[To do]:
(a) In the passage on the executive pay disclosure proposal, what would the new compensation disclosure and analysis section replace?
(b) Print everything in the executive pay disclosure passage from "A key objective" down to "and performance graph.".

A key objective of the rule proposal is to present a single
bottom line figure on the top executives' annual compensation, including
perquisites. Cox said the proposal is about wage clarity, not wage control. The
proposed rules would also enhance the disclosure about related-party
transactions and director independence. The disclosure would have to be
presented in plain English, including a new section called compensation
disclosure and analysis, which would replace the current executive compensation
committee report and performance graph.
The summary compensation table would remain the primary
vehicle for disclosing the compensation of the principal executive and financial
officers, the other three highest paid executive officers and the directors. No
items could be excluded from the table, but would be disclosed in a column for
all other compensation, where appropriate. All perquisites valued at $10,000 or
more would have to be disclosed. The staff will issue interpretive guidance on
perquisites and personal benefits to ensure an understanding of what constitutes
a perquisite. Directors' compensation would be disclosed for the last year in a
director compensation table.
Cox asked Beller if he thought the plain English
requirement would work in practice. Beller said he thought the plain English
initiative from the 1990s was successful and he hopes for equal or better
disclosure in the proxy statements and annual reports. Improvements come not
only from rules, but also from the comment process, he said.
Commissioner Cynthia Glassman asked if there was a simpler
way to accomplish the proposal's objectives. Beller said he wished that the rule
could simply say to disclose all elements of compensation, but experience
suggests that something more prescriptive is required. While he is not thrilled
with the complexity of the proposal, Beller said the tabular format provides
comparability. The proposal will eliminate some of the most complex tables and
will simplify the related-party transactions and Form 8-K disclosures.
Commissioner Paul Atkins noted that he was at the
Commission 14 years ago when the current executive compensation rules were
adopted. Critical holes have developed since that time, he said. He asked Beller
how the staff arrived at the $10,000 level for disclosing perquisites since it
is not a material amount. Beller said the staff attempted to identify a number
that would be of interest to investors. Investors are interested not only in the
amount, but in the nature of the perquisites, he said. The staff is seeking
comment on that threshold of disclosure, he added.

[Region annotation entries]:

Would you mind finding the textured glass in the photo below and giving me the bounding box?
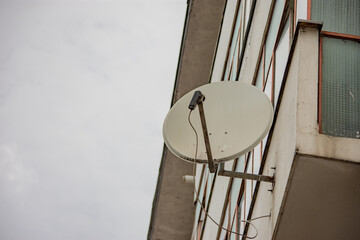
[321,38,360,138]
[311,0,360,36]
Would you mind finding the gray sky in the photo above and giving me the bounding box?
[0,0,186,240]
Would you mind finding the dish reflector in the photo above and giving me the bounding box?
[163,81,273,163]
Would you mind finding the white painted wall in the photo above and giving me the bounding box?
[211,0,237,82]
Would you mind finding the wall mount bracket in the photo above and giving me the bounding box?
[218,163,275,183]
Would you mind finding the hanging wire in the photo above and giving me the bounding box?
[188,110,271,239]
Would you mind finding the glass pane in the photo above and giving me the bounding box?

[Task responses]:
(a) It would replace the current executive compensation committee report and performance graph.

(b)
A key objective of the rule proposal is to present a single
bottom line figure on the top executives' annual compensation, including
perquisites. Cox said the proposal is about wage clarity, not wage control. The
proposed rules would also enhance the disclosure about related-party
transactions and director independence. The disclosure would have to be
presented in plain English, including a new section called compensation
disclosure and analysis, which would replace the current executive compensation
committee report and performance graph.